What the task requires — An exact reproduction of all the entries below is required.

Segment Open

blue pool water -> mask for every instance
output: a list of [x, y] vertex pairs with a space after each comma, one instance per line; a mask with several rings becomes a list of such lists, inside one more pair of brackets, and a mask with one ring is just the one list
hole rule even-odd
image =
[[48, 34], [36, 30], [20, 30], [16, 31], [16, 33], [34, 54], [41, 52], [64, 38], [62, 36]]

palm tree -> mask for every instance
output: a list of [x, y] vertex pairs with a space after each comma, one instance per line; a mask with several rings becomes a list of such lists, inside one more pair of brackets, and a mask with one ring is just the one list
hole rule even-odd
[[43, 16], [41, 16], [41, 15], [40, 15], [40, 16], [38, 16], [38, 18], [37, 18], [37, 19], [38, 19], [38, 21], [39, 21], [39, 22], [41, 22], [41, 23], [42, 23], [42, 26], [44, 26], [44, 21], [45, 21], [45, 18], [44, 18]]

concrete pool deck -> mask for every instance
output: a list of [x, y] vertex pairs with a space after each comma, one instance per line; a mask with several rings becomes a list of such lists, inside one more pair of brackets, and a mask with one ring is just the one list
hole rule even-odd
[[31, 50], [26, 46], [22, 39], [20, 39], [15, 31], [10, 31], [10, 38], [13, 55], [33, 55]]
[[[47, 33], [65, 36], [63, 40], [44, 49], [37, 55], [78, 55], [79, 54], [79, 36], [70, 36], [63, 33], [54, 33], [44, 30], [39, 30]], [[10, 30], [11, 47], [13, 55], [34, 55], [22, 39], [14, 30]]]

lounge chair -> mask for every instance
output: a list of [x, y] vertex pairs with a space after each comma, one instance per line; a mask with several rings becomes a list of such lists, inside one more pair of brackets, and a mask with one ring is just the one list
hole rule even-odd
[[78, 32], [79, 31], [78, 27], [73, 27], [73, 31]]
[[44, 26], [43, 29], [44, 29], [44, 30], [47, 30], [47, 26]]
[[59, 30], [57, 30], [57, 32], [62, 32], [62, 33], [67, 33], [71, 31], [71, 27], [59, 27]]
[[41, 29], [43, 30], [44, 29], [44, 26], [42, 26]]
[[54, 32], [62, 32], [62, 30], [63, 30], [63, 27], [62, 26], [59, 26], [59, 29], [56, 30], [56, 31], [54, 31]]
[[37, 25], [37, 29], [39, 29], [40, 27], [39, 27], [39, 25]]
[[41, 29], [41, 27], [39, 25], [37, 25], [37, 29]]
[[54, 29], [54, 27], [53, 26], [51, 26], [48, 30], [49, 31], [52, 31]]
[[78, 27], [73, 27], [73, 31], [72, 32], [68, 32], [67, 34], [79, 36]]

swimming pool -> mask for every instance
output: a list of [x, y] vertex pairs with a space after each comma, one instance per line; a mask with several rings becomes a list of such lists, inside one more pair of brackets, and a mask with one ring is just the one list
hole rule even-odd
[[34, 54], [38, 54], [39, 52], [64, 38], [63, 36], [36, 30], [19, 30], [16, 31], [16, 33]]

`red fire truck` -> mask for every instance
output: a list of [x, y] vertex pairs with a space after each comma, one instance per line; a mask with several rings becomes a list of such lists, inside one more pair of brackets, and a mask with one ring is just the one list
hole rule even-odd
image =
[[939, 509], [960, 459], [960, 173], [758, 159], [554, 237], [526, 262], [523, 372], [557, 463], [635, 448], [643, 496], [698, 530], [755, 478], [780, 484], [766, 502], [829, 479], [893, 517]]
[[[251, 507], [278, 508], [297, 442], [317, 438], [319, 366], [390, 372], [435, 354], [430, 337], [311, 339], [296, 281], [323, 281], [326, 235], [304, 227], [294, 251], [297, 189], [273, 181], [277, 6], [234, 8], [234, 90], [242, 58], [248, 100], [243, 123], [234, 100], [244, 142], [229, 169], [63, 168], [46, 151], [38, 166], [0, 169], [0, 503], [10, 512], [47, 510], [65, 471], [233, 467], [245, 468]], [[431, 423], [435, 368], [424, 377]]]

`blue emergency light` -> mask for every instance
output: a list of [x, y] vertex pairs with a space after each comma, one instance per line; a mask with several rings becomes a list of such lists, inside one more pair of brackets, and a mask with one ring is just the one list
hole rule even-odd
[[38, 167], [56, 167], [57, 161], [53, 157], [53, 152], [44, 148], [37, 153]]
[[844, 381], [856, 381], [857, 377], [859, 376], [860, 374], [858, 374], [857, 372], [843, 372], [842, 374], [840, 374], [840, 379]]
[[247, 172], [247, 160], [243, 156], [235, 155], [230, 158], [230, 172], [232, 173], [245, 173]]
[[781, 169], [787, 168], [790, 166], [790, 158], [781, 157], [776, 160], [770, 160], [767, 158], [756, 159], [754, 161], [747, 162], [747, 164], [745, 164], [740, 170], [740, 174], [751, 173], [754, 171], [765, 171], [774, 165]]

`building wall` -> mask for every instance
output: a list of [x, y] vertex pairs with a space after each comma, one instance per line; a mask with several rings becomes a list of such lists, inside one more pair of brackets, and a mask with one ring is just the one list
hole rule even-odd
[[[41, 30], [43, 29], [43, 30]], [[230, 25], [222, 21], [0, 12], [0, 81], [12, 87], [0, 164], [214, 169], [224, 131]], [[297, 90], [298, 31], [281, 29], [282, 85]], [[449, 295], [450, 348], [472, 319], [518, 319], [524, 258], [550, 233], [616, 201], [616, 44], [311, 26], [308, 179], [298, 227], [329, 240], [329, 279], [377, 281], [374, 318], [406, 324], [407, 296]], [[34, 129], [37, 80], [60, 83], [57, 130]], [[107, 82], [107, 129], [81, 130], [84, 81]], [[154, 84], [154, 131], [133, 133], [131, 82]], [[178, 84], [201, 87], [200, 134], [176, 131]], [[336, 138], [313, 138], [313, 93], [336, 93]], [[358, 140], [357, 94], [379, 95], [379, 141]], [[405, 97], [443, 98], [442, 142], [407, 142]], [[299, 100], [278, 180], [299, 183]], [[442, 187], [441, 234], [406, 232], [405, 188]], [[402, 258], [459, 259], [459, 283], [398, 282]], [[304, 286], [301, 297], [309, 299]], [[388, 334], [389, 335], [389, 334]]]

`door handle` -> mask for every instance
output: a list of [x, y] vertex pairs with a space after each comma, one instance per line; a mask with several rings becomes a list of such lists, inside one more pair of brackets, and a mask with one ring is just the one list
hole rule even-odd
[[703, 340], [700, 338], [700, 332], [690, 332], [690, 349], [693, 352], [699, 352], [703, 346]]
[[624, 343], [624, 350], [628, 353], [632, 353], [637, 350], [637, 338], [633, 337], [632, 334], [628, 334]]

Segment Closed

Task output —
blue pool water -> mask for every instance
output: a list of [x, y] vertex pairs with a space after each comma, one instance per line; a mask with several rings becomes a list of such lists, inside one more pair of brackets, and a mask with one ring is just the one list
hole rule even-odd
image =
[[48, 34], [36, 30], [20, 30], [16, 31], [16, 33], [34, 54], [41, 52], [64, 38], [62, 36]]

palm tree -> mask for every instance
output: a list of [x, y] vertex pairs with a space after each comma, one instance per line; a mask with several rings becomes a list of such lists, inside one more pair of brackets, and a mask with one ring is just the one list
hole rule even-odd
[[43, 16], [41, 16], [41, 15], [40, 15], [40, 16], [38, 16], [38, 18], [37, 18], [37, 19], [38, 19], [38, 21], [39, 21], [39, 22], [41, 22], [41, 23], [42, 23], [42, 26], [44, 26], [44, 21], [45, 21], [45, 18], [44, 18]]

concrete pool deck -> mask for every instance
output: a list of [x, y] vertex pairs with a space after each comma, one instance per line; a mask with several rings becomes a list of such lists, inside one more pair of brackets, and a mask with one ring is just the one list
hole rule even-odd
[[31, 50], [26, 46], [22, 39], [20, 39], [15, 31], [10, 31], [10, 38], [13, 55], [33, 55]]
[[[47, 33], [65, 36], [63, 40], [44, 49], [37, 55], [78, 55], [79, 54], [79, 36], [70, 36], [63, 33], [54, 33], [44, 30], [39, 30]], [[10, 30], [11, 47], [13, 55], [34, 55], [22, 39], [14, 30]]]

lounge chair -> mask for every instance
output: a list of [x, y] vertex pairs with a space after each comma, one instance per line; a mask with several rings becomes a list of such lists, inside one more pair of brackets, and a mask with one ring is just the one list
hole rule even-odd
[[78, 32], [79, 31], [78, 27], [73, 27], [73, 31]]
[[44, 26], [43, 29], [44, 29], [44, 30], [47, 30], [47, 26]]
[[59, 30], [57, 30], [57, 32], [62, 32], [62, 33], [67, 33], [71, 31], [71, 27], [59, 27]]
[[41, 29], [43, 30], [44, 29], [44, 26], [42, 26]]
[[54, 32], [62, 32], [62, 30], [63, 30], [63, 27], [62, 26], [59, 26], [59, 29], [56, 30], [56, 31], [54, 31]]
[[37, 25], [37, 29], [39, 29], [40, 27], [39, 27], [39, 25]]
[[41, 29], [41, 27], [39, 25], [37, 25], [37, 29]]
[[54, 29], [54, 27], [53, 26], [51, 26], [48, 30], [49, 31], [52, 31]]
[[78, 27], [73, 27], [73, 31], [72, 32], [68, 32], [67, 34], [79, 36]]

swimming pool -> mask for every instance
output: a list of [x, y] vertex pairs with a space after each comma, one instance per line; a mask with several rings becomes a list of such lists, inside one more pair of brackets, and a mask with one ring is just the one list
hole rule even-odd
[[34, 54], [38, 54], [39, 52], [64, 38], [63, 36], [36, 30], [19, 30], [16, 31], [16, 33]]

`red fire truck` -> mask for every instance
output: a list of [x, y] vertex pairs with a space after each comma, one instance per line; a mask with several rings becomes a list of such lists, inside one more pair of brackets, and a mask with one ring is just the one list
hole rule even-odd
image =
[[939, 509], [960, 459], [960, 173], [758, 159], [554, 237], [526, 262], [523, 372], [557, 463], [635, 448], [643, 496], [698, 530], [755, 478], [780, 484], [766, 502], [829, 479], [893, 517]]
[[[251, 507], [278, 508], [297, 442], [317, 438], [319, 366], [390, 372], [435, 354], [430, 337], [311, 339], [296, 281], [323, 281], [326, 235], [304, 227], [294, 251], [297, 189], [273, 181], [277, 6], [234, 8], [234, 90], [242, 58], [248, 100], [243, 123], [234, 100], [244, 142], [229, 169], [63, 168], [46, 151], [38, 166], [0, 169], [0, 503], [10, 512], [47, 510], [65, 471], [233, 467], [245, 468]], [[431, 423], [435, 368], [424, 377]]]

`blue emergency light` -> mask for every instance
output: a list of [x, y] vertex pairs with a space after each comma, one instance per line; a mask with several rings becomes a list of such lists, inside one more pair of brackets, and a mask with one ring is just the one list
hole rule even-odd
[[38, 167], [56, 167], [57, 161], [53, 157], [53, 152], [44, 148], [37, 153]]
[[844, 381], [856, 381], [857, 377], [859, 376], [860, 374], [858, 374], [857, 372], [843, 372], [842, 374], [840, 374], [840, 379]]
[[247, 172], [247, 160], [243, 156], [235, 155], [230, 158], [230, 172], [232, 173], [245, 173]]
[[781, 169], [787, 168], [790, 166], [790, 158], [781, 157], [776, 160], [770, 160], [767, 158], [756, 159], [754, 161], [747, 162], [747, 164], [745, 164], [740, 170], [740, 174], [751, 173], [754, 171], [765, 171], [774, 165]]

`building wall` -> mask for every instance
output: a list of [x, y] vertex pairs with a space after each comma, one instance per line; a mask with several rings becomes a list of such lists, inside one more pair of brackets, and a mask with one ring is just the one list
hole rule even-odd
[[[41, 30], [43, 29], [43, 30]], [[230, 25], [222, 21], [0, 12], [0, 81], [12, 87], [0, 164], [214, 169], [224, 131]], [[297, 90], [298, 31], [281, 29], [282, 85]], [[449, 295], [450, 348], [472, 319], [518, 319], [524, 258], [550, 233], [616, 201], [616, 44], [311, 26], [308, 179], [298, 227], [329, 240], [329, 279], [377, 281], [374, 318], [406, 324], [407, 296]], [[34, 129], [37, 80], [60, 83], [57, 130]], [[107, 82], [107, 129], [81, 130], [84, 81]], [[154, 84], [154, 131], [133, 133], [131, 82]], [[178, 84], [201, 87], [200, 134], [176, 131]], [[336, 138], [313, 138], [313, 93], [336, 93]], [[358, 140], [357, 94], [379, 95], [379, 141]], [[405, 97], [443, 98], [442, 142], [407, 142]], [[299, 100], [278, 180], [299, 183]], [[442, 187], [441, 234], [406, 232], [405, 188]], [[402, 258], [459, 259], [459, 283], [398, 282]], [[304, 286], [301, 297], [309, 299]], [[388, 334], [389, 335], [389, 334]]]

`door handle` -> mask for every instance
output: a list of [x, y] vertex pairs with a space after each comma, one instance per line; a mask with several rings becomes a list of such lists, inside one more pair of brackets, and a mask with one ring is just the one list
hole rule even-odd
[[703, 340], [700, 338], [700, 332], [690, 332], [690, 349], [693, 352], [699, 352], [703, 346]]
[[624, 343], [624, 350], [628, 353], [632, 353], [637, 350], [637, 338], [633, 337], [632, 334], [628, 334]]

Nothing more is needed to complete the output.